Please recast the lines below as a JSON list of strings, one string per line, leaving out blank lines and the pictures.
** begin Material for this exercise **
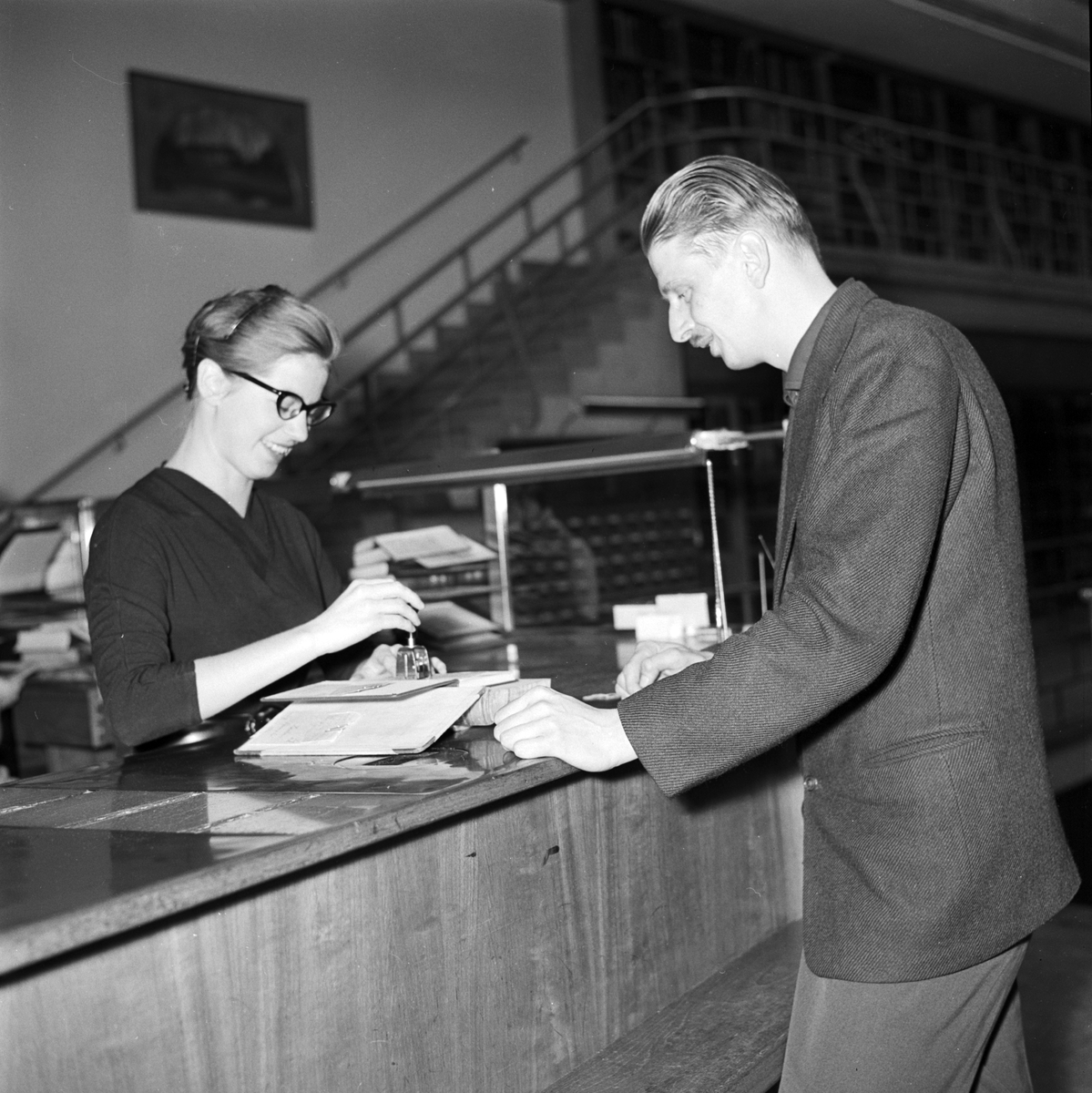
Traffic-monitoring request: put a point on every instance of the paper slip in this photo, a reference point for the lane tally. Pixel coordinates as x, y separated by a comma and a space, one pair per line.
352, 728
359, 690
480, 680
432, 547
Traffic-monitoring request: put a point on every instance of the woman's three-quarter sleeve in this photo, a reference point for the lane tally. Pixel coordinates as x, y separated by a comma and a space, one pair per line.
146, 693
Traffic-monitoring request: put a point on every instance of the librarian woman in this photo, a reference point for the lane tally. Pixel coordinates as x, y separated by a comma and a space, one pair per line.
201, 591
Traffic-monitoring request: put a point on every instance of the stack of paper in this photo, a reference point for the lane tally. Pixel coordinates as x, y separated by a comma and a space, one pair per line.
363, 717
431, 547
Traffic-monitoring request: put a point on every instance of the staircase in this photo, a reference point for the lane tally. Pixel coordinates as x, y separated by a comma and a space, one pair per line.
479, 347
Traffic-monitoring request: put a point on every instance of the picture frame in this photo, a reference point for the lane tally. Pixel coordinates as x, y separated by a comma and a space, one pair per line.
201, 150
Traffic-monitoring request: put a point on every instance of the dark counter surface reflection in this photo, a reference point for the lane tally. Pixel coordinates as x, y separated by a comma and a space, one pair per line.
88, 853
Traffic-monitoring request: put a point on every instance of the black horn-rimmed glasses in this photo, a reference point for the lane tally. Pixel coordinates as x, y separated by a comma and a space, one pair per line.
290, 404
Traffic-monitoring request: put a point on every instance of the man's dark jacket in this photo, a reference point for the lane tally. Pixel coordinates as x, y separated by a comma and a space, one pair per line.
900, 649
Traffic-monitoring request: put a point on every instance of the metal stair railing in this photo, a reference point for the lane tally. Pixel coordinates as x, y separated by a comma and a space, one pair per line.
869, 184
339, 278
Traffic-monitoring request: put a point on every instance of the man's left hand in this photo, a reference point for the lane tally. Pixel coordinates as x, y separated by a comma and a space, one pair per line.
545, 722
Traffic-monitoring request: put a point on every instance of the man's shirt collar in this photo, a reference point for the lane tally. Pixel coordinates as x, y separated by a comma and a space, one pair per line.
792, 378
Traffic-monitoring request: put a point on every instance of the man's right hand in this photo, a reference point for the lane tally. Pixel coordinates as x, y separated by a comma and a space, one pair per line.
654, 660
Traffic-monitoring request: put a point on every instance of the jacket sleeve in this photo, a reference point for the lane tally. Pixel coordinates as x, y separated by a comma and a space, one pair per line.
867, 525
146, 694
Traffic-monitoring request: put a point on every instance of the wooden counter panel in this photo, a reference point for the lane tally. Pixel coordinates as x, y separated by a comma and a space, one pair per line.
492, 951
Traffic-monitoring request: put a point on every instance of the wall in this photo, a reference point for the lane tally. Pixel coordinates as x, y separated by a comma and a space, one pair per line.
404, 97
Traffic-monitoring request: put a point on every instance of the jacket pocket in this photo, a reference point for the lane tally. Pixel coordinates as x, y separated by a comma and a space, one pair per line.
944, 739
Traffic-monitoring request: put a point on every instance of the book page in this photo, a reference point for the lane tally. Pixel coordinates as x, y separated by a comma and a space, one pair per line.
353, 728
359, 690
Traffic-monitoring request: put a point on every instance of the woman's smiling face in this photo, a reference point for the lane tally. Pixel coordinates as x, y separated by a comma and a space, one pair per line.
250, 434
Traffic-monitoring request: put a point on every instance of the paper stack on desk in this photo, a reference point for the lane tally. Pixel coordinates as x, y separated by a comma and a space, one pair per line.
370, 719
430, 547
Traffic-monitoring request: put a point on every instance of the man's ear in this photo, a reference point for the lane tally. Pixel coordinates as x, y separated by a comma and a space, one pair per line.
753, 254
212, 382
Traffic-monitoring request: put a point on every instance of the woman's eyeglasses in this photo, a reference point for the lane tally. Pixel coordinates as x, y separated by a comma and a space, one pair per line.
290, 404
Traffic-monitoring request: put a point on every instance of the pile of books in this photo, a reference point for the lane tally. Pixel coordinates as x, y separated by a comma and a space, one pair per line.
436, 560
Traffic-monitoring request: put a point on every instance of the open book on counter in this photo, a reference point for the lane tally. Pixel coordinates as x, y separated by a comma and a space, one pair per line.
376, 717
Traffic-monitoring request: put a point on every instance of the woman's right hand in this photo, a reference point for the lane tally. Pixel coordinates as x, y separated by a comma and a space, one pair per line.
364, 608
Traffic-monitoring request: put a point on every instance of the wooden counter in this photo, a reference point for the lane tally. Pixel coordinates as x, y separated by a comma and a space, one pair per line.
460, 922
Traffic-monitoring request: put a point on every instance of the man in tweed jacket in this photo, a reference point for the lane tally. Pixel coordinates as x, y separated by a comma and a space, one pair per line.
897, 651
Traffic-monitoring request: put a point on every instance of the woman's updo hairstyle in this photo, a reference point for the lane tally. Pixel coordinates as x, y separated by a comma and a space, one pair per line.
250, 329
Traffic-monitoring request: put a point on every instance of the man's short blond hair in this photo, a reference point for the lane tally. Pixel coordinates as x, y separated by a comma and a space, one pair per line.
711, 200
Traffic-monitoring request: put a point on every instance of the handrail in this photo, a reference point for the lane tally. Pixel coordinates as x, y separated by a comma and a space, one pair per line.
845, 141
113, 438
509, 151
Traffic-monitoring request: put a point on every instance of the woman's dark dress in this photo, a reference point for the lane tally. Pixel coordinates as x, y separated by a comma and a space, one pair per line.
176, 574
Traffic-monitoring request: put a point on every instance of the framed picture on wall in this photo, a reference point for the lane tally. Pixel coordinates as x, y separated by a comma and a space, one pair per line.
208, 151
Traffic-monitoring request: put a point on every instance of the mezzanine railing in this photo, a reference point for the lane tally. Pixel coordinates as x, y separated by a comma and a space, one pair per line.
869, 184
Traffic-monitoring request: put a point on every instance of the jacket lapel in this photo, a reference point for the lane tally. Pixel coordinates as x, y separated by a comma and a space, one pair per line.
822, 365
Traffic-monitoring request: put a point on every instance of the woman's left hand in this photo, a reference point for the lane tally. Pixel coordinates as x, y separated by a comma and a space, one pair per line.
381, 665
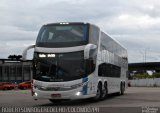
** end Material for this exercise **
**Right answer:**
[
  "Traffic-monitoring request: put a point on every instance of the paper slip in this photo, a reference point for the lane tally. Pixel coordinates as x, y separated by a comma and a space, one pair per line.",
  "352, 728",
  "359, 690",
  "480, 680",
  "432, 547",
  "Traffic-monitoring request: put a point on every instance of the woman's three-quarter sleeve in this photo, a reference point for the lane tally. Pixel coordinates as x, y separated by a comma and a space, one pair per line.",
  "146, 693",
  "Traffic-monitoring request: put a point on every instance of the librarian woman in this photo, a reference point for the lane tally. Pixel coordinates as x, y separated by a comma and a space, one pair per line.",
  "201, 591",
  "Traffic-monitoring request: put a point on every instance of the stack of paper in this photo, a reference point for the lane tally. Pixel coordinates as x, y separated by a comma and a space, one pair per line.",
  "363, 717",
  "431, 547",
  "Traffic-monitoring request: put a point on every instance of the staircase in this photo, a reference point for the lane tally. Pixel coordinates as x, y separated by a comma and a space, one pair per line.",
  "479, 347",
  "Traffic-monitoring request: put a point on every instance of the picture frame in this photo, a reference point for the lane tally. Pixel coordinates as x, y separated by a comma and a space, one pair per line.",
  "201, 150",
  "Traffic-monitoring request: put a point on every instance of the dark counter surface reflection in this photo, a reference point for the lane tally. Pixel coordinates as x, y separated by a comma and a space, one pair per line.",
  "88, 853",
  "Traffic-monitoring request: put a point on every instance of the black horn-rimmed glasses in this photo, a reference point for the lane tally. Pixel coordinates as x, y separated by a comma and a space, one pair per line.",
  "290, 404",
  "Traffic-monitoring request: put a point on every instance of the man's dark jacket in this photo, a reference point for the lane tally. Pixel coordinates as x, y separated by a comma and a space, one pair per line.",
  "900, 649",
  "Traffic-monitoring request: put a point on every instance of the metal stair railing in this photo, a reference point for the lane tally. Pixel coordinates as x, y separated by a comma and a space, one pair per line.",
  "869, 184",
  "339, 278",
  "Traffic-monitoring request: put a point on every instance of the man's left hand in this photo, a reference point for the lane tally. Pixel coordinates as x, y separated by a comma and a space, one pair per line.",
  "545, 722",
  "Traffic-monitoring request: put a point on every instance of the man's shirt collar in this photo, a reference point for the lane tally. Pixel coordinates as x, y separated by a comma and a space, one pair per line.",
  "792, 378",
  "Traffic-monitoring request: put a point on every instance of the man's right hand in this photo, a reference point for the lane tally. Pixel coordinates as x, y separated by a comma and a space, one pair per line.",
  "654, 660",
  "Traffic-monitoring request: put a point on every instance of the jacket sleeve in this photo, a reference point for the lane tally. Pixel coordinates as x, y separated by a comma and a space, one pair per line.",
  "867, 525",
  "146, 694",
  "Traffic-monitoring request: put a point on every instance of the wooden counter panel in this photo, a reference point for the lane tally. Pixel coordinates as x, y separated by a comma and a space, one pair per line.",
  "492, 951",
  "Traffic-monitoring request: put a point on every instance of the wall in this photo, a reference point for the lane tally. Pixel coordinates as x, y separated by a comma and a space, one pair per line.",
  "404, 97",
  "Traffic-monitoring request: put a point on every instance of the jacket pocket in this photo, a reference point for the lane tally. Pixel coordinates as x, y separated by a comma and a space, one pair per line.",
  "944, 739",
  "Traffic-monitoring request: put a point on every instance of the book page in this photo, a reference point for the lane tally. Pixel coordinates as x, y separated by a comma and a space, one pair per line.",
  "353, 728",
  "359, 690",
  "Traffic-monitoring request: put a point on every instance of the woman's smiling face in this photo, a reference point for the lane tally. Pixel coordinates as x, y separated by a comma and a space, one pair per line.",
  "250, 434",
  "Traffic-monitoring request: put a point on every instance of the paper stack on desk in this photo, a reference point for the lane tally. Pixel coordinates as x, y separated by a comma and a space, one pair per line.",
  "370, 719",
  "430, 547",
  "Traffic-monitoring request: put a point on every instance of the man's ear in this photo, a reference point for the lane tally. Pixel coordinates as x, y separated by a comma and a space, one pair per line.",
  "753, 254",
  "212, 382",
  "Traffic-monitoring request: put a point on every instance of the woman's eyeglasses in this photo, a reference point for the lane tally. Pixel coordinates as x, y separated by a comma and a space, one pair per line.",
  "290, 404",
  "Traffic-monitoring request: put a point on every instance of the pile of books in this photo, a reference point for the lane tally. Pixel coordinates as x, y separated by a comma and a space, one pair per line.",
  "436, 560",
  "Traffic-monitoring request: put a point on every instance of the open book on counter in this photo, a reference point for the lane tally. Pixel coordinates as x, y separated by a comma and a space, one pair per line.",
  "376, 717",
  "Traffic-monitoring request: put a point on every instance of the woman's right hand in this photo, a reference point for the lane tally. Pixel coordinates as x, y separated by a comma and a space, one pair per line.",
  "364, 608",
  "Traffic-monitoring request: put a point on every instance of the wooden counter in this photo, a reference point for the lane tally. Pixel coordinates as x, y separated by a comma and a space, one pair per line.",
  "460, 922",
  "Traffic-monitoring request: put a point on every instance of the man in tweed jacket in this photo, a reference point for the lane tally. Pixel coordinates as x, y separated by a comma and a space, one pair per line.",
  "897, 651",
  "Traffic-monitoring request: put a point on every instance of the woman's updo hairstyle in this photo, a reference point for the lane tally. Pixel coordinates as x, y separated by a comma and a space, one pair per line.",
  "250, 329",
  "Traffic-monitoring request: put a point on every instance of the man's short blond hair in this photo, a reference point for the lane tally. Pixel coordinates as x, y separated by a comma and a space, one pair per line.",
  "711, 200",
  "Traffic-monitoring request: put a point on every instance of the handrail in this photo, a reference point for the lane tally. Pixel coordinates as x, y separated by a comma and a space, one pair per line.",
  "845, 141",
  "113, 438",
  "509, 151",
  "Traffic-monitoring request: put a point on every instance of the woman's dark dress in this photo, a reference point for the lane tally. Pixel coordinates as x, y separated by a comma and a space, one pair per line.",
  "176, 574",
  "Traffic-monitoring request: put a point on every instance of the framed picture on wall in this photo, a reference point for the lane tally. Pixel coordinates as x, y separated by a comma and a space, one pair per line.",
  "208, 151",
  "Traffic-monitoring request: put a point on every instance of the mezzanine railing in this photo, a reference point for the lane tally. Pixel coordinates as x, y separated by a comma and a space, one pair per line.",
  "869, 184",
  "Traffic-monitoring request: put a point on every instance of the jacket lapel in this photo, a reference point for the lane tally. Pixel coordinates as x, y separated by a comma and a space, one pair per line.",
  "822, 365",
  "Traffic-monitoring request: put a point on every instance of the woman's left hand in this photo, a reference point for the lane tally. Pixel coordinates as x, y separated by a comma and a space, one pair per line.",
  "381, 665"
]